*THE EXERCISE*:
Reproduce all of the rows below word for word, leaving out the pictures.

*ENTRIES*:
--- BEGIN ---
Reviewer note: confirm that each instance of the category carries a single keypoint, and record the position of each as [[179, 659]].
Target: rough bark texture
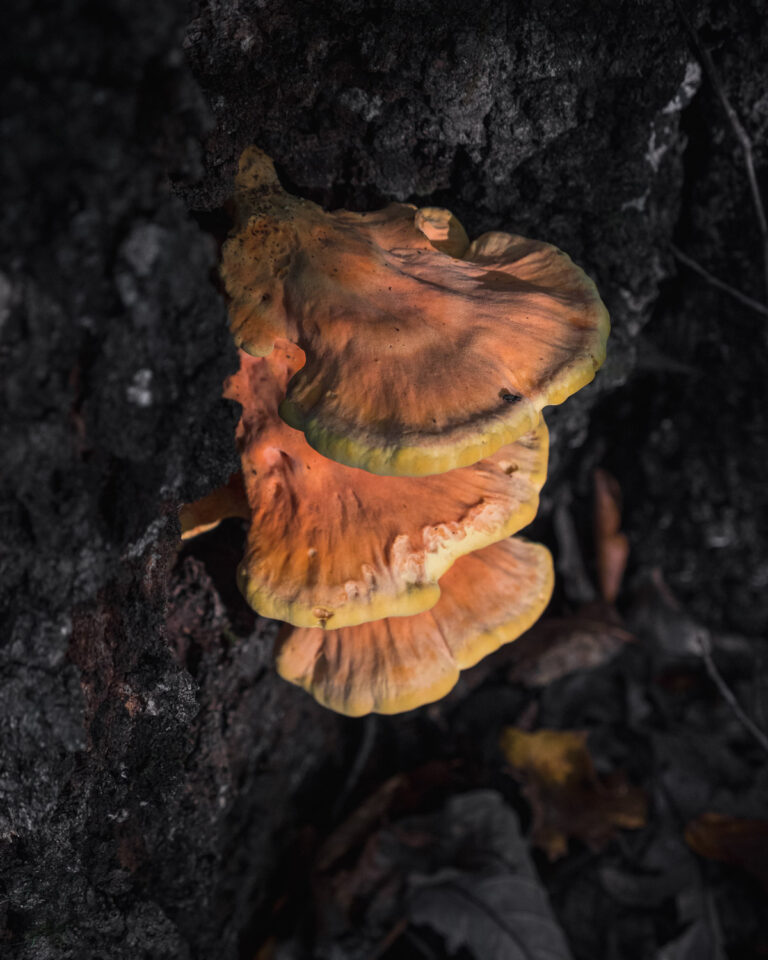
[[149, 758]]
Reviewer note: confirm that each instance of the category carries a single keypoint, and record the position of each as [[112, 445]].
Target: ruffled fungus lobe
[[330, 545], [418, 362], [488, 599]]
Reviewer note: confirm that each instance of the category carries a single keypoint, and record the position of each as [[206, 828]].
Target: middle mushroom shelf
[[393, 583]]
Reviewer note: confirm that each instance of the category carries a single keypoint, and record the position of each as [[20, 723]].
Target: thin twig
[[727, 694], [741, 135], [720, 284]]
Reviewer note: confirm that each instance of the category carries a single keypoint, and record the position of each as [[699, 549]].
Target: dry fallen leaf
[[568, 798], [611, 545], [739, 842]]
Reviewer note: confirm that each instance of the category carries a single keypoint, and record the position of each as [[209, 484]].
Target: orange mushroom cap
[[417, 362], [330, 545], [488, 598], [203, 515]]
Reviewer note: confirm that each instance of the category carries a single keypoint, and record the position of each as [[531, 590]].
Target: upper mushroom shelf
[[423, 354]]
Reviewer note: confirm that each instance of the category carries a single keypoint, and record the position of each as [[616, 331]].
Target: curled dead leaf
[[568, 797]]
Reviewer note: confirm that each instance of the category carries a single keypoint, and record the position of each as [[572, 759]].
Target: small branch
[[741, 135], [725, 691], [720, 284]]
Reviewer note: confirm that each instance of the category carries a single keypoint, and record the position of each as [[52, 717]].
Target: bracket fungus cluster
[[392, 376]]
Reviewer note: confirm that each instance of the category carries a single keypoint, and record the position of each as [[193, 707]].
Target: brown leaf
[[554, 648], [611, 545], [739, 842], [568, 798]]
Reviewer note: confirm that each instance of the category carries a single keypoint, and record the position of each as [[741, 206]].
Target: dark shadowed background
[[162, 793]]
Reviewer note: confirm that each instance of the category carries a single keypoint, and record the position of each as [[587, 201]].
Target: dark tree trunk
[[150, 760]]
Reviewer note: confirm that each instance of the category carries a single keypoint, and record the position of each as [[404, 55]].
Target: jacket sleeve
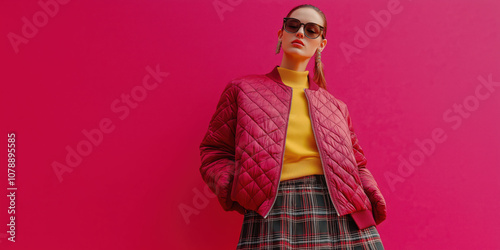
[[217, 150], [379, 208]]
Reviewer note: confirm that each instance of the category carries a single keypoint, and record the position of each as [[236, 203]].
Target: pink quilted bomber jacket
[[243, 150]]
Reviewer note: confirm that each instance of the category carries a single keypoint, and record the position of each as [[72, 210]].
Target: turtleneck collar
[[275, 76], [294, 79]]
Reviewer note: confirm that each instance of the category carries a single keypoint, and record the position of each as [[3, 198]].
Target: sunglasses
[[311, 30]]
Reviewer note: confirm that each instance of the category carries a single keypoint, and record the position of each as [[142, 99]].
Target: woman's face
[[305, 15]]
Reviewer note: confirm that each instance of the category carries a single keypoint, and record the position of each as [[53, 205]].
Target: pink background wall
[[423, 90]]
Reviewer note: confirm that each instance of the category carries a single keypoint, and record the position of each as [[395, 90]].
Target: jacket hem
[[363, 218]]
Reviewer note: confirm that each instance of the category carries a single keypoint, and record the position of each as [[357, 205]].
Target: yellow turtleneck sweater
[[301, 152]]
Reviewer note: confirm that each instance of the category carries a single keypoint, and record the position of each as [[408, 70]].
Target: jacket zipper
[[319, 150], [283, 159]]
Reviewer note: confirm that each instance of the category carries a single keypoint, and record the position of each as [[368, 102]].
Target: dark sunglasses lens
[[292, 25], [312, 30]]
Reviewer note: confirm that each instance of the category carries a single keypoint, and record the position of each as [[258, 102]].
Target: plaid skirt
[[303, 217]]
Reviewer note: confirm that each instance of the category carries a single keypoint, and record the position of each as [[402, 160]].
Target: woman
[[281, 150]]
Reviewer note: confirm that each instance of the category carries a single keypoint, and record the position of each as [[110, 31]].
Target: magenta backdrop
[[110, 100]]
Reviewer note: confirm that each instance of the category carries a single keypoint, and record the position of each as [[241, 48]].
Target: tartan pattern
[[303, 217]]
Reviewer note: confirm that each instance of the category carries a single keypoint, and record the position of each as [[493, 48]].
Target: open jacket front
[[243, 150]]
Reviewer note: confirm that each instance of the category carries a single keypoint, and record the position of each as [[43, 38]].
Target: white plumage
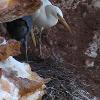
[[48, 15]]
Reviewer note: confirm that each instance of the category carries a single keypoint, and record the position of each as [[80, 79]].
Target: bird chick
[[47, 16], [19, 29]]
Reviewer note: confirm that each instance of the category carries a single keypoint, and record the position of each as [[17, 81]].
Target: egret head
[[57, 13]]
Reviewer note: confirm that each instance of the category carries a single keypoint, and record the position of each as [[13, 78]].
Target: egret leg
[[40, 41], [33, 37], [26, 48]]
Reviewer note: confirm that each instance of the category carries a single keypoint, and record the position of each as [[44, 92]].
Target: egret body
[[48, 16]]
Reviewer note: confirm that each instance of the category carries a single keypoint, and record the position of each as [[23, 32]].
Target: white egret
[[48, 16]]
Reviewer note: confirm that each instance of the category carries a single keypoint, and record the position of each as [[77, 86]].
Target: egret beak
[[63, 21]]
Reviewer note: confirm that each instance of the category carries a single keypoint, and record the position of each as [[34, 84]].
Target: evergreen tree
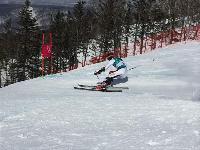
[[28, 45]]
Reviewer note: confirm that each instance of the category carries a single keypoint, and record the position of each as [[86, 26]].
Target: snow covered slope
[[160, 111]]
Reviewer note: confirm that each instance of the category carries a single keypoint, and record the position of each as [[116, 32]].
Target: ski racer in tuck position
[[117, 75]]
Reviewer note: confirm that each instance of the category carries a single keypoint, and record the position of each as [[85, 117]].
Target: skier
[[116, 75]]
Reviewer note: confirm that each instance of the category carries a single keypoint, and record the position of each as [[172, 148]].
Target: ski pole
[[133, 67]]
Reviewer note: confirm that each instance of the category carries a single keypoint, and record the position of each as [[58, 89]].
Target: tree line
[[110, 23]]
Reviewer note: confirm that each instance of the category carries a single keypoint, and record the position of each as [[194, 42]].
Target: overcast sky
[[59, 2]]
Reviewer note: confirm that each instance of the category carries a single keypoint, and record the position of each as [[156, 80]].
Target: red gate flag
[[47, 48]]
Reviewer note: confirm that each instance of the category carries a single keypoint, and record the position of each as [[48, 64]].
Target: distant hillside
[[42, 12]]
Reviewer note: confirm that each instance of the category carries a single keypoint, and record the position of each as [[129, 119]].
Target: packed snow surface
[[160, 111]]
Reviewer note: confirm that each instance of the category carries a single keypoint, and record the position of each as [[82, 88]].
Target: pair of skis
[[93, 88]]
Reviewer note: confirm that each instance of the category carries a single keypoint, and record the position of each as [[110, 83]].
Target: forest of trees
[[109, 22]]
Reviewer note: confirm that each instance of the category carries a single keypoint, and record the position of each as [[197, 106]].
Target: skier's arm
[[110, 63]]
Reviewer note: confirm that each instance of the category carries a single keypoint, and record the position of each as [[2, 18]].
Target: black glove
[[99, 71]]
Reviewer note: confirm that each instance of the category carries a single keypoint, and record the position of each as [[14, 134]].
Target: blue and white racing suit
[[120, 68]]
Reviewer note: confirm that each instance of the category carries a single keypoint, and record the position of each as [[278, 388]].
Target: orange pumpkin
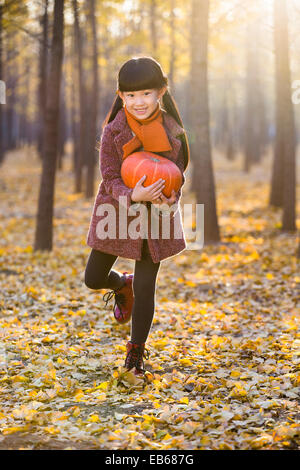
--- END ---
*RESULT*:
Reviewer note: confirm that each instance of the category carries a single keypoint, and record the position of each as [[179, 659]].
Target: rough bark texture
[[149, 758]]
Reviewer note: confirm that each instance of the category carries a single keypoint, and record the position of each as [[112, 445]].
Target: ruffled fungus lobe
[[330, 545], [418, 362], [488, 599]]
Reviewer note: confirm that each instance of the category carries a single keypoint, and record the position of each as [[206, 828]].
Target: middle mushroom shelf
[[393, 583]]
Reviewer note: confirm that each instance of the category carries a single keypoint, and record the position of each as [[20, 723]].
Target: thin twig
[[727, 694], [741, 135], [720, 284]]
Reviewer note: confirm that each instance of the category carries a single keypoint, and record the position of each as [[699, 549]].
Target: dry fallen leaf
[[568, 798], [611, 545], [739, 842]]
Reviewer note: confirm that each instance of the category carries a single keypoint, and record the position of each as [[209, 484]].
Target: orange mushroom cap
[[417, 362], [330, 545], [488, 598], [203, 515]]
Reviewer note: confirm that each instance of the category carries a single keypoint, and record the position of each as [[531, 590]].
Target: upper mushroom shelf
[[423, 354]]
Reviewer note: confirm that each instance of the category carries a single keypoint, and record the position of each as [[616, 331]].
Target: curled dead leaf
[[568, 797]]
Reviewer note: confirm that each instance of the category carries a single keypoint, and record the position of each as [[572, 759]].
Target: small branch
[[741, 135], [725, 691], [720, 284]]
Reviewer note: confirm that each instance of the category carries a single keypoint, and record the position of each as [[52, 717]].
Target: bracket fungus cluster
[[392, 376]]
Reviewer note: confirm that each instance of the category carries a single keypoint, and record the position of each as [[193, 707]].
Target: brown leaf
[[554, 648], [611, 545], [739, 842], [568, 798]]
Reviewer note: confirm that each instance of the category carries a single keypoint, and record the position of each as [[741, 206]].
Target: dark shadowed background
[[162, 793]]
Reviewer note: confirm that each instance of the category carries a single keypoint, and record the position of each as [[587, 201]].
Target: dark tree trunk
[[150, 760]]
Reviewer note: confirm that each instance of the category carries a single keypoint, and record the position of each as [[404, 55]].
Target: jacket sleeve
[[217, 150], [379, 208]]
Reviewer note: confirm that each instance of the category carries a single keypoint, and record the position of each as [[236, 203]].
Target: pink quilted bomber jacket
[[243, 150]]
Reviewer note: confirm that each instance of the category carries a single keypoint, and record the position of each as [[72, 210]].
Target: turtleneck collar
[[275, 76], [294, 79]]
Reviewer note: confirm that each instance of the category carries a single keypoint, and record the position of each as [[3, 198]].
Target: sunglasses
[[311, 30]]
Reviewer note: confirm that each instance of the category carries a single keypoint, and record the position of each as [[142, 99]].
Target: woman's face
[[305, 15]]
Reviewer note: confirm that each instance of the category carries a single keypoint, and record the position of each as [[53, 205]].
Target: pink background wall
[[423, 90]]
Reviewer note: confirm that each instance of the category carries a single keypoint, and record the position of each as [[395, 90]].
Target: jacket hem
[[363, 218]]
Reviewer note: confirm that each instance of the category carries a single keypoint, and record the position of each as [[357, 205]].
Target: yellow turtleneck sweater
[[301, 152]]
Reviewer note: confirm that each instance of the category carries a single keypoint, and record the position of each as [[408, 70]].
Target: jacket zipper
[[319, 150], [283, 159]]
Reviewer note: confirm that each instance of the category carries a single keypoint, and record the position of each as [[368, 102]].
Target: dark sunglasses lens
[[292, 25], [312, 30]]
Reviewer note: confirm that each instance of the category carries a single keypoint, and record the position of each as [[258, 102]].
Target: plaid skirt
[[303, 217]]
Reviewer note: confirm that each instance of the category carries a single keypoint, and record the position of each as [[402, 160]].
Target: woman
[[281, 150]]
Reviewer note: confirm that each instance of the category carries a single keypoint, and record the position of each as [[110, 31]].
Target: magenta backdrop
[[110, 100]]
Reviewer note: confirm that each instance of the category carries a single keypoint, and record the position of each as [[241, 48]].
Target: tartan pattern
[[303, 217]]
Reviewer note: confirm that each instance of the category carries a single keypoint, and record the position of each as [[493, 48]].
Target: open jacket front
[[243, 150]]
Reviewer note: confirm that each instance of the category carries a single keypoint, and record the position of each as [[43, 38]].
Target: white plumage
[[48, 15]]
Reviewer note: confirm that each instance of the category carries a single keypoint, and record the position of each as [[80, 79]].
Target: bird chick
[[47, 16], [19, 29]]
Reviewer note: confirm that each instance of the category carries a single keypoint, and record the position of each as [[17, 81]].
Target: egret head
[[57, 13]]
Reviewer note: confirm that each instance of the category carries a single keypoint, and record the position of each as [[13, 78]].
Target: egret leg
[[40, 41], [33, 37], [26, 48]]
Reviewer note: confirm that each instance of the category carries a single keypoint, and record the position of each as [[44, 92]].
Target: egret body
[[48, 16]]
Reviewer note: confirm that each instance of the category carries a single keypoint, and record the position of each as [[23, 32]].
Target: white egret
[[48, 16]]
Reviewer note: confirm that each instance of the category carries a single keypoint, and record the position of each as [[77, 86]].
Target: egret beak
[[63, 21]]
Reviewer note: confirm that each instance of the category carries a single keypoint, and record the position of each as [[34, 84]].
Target: evergreen tree
[[28, 45]]
Reviewer note: confirm that each instance of the category carries a single keypoint, and record the position of each as [[86, 26]].
Target: snow covered slope
[[160, 111]]
Reviewer note: confirm that each instance of the category carries a single keypoint, and record the position of each as [[116, 32]].
Target: ski racer in tuck position
[[117, 75]]
Reviewer note: confirm that each instance of the category carries a single keypoint, and record the position of each as [[85, 117]].
Target: skier
[[116, 75]]
Reviewer note: confirm that each instance of the category carries a single keypoint, and record the position of each as [[172, 148]].
Target: ski pole
[[133, 67]]
Reviewer note: confirm that each instance of the category carries a single keypoint, and record the position of each as [[58, 89]].
Target: tree line
[[110, 23]]
Reviewer note: confirm that each instance of the category carries a single keypoint, and record the position of each as [[194, 42]].
Target: overcast sky
[[59, 2]]
Reviewer note: confirm that each instance of the category carries a single keypoint, and record the position of each as [[156, 80]].
Target: red gate flag
[[47, 48]]
Reviewer note: confirm that each instance of the category carries a single keypoint, and record the position of each as [[48, 64]].
Target: distant hillside
[[42, 12]]
Reviewer note: confirm that each instance of the category carries a single keypoint, and record the position of each as [[129, 119]].
Target: packed snow surface
[[160, 111]]
Reviewer note: confirm that each instance of the category carries a single keypoint, and record the position of each as [[82, 88]].
Target: pair of skis
[[93, 88]]
Reviewer note: confirm that each instance of the category carries a single keypoint, and record the position of each as [[110, 83]].
Target: forest of trees
[[109, 22]]
Reviewer note: confirm that each instance of the category carries a single keypoint, and record the position of each as [[197, 106]].
Target: skier's arm
[[110, 63]]
Reviewer note: confirm that each instance of the category carries a single keypoint, and record the position of each as [[2, 18]].
Target: black glove
[[99, 71]]
Reviewer note: confirm that each instance of the category carries a single keypoint, and record the position of each as [[14, 134]].
Target: blue and white racing suit
[[120, 68]]
Reviewer note: confirm that each instance of the category carries a single keypoint, and record the position of each as [[278, 388]].
Target: orange pumpkin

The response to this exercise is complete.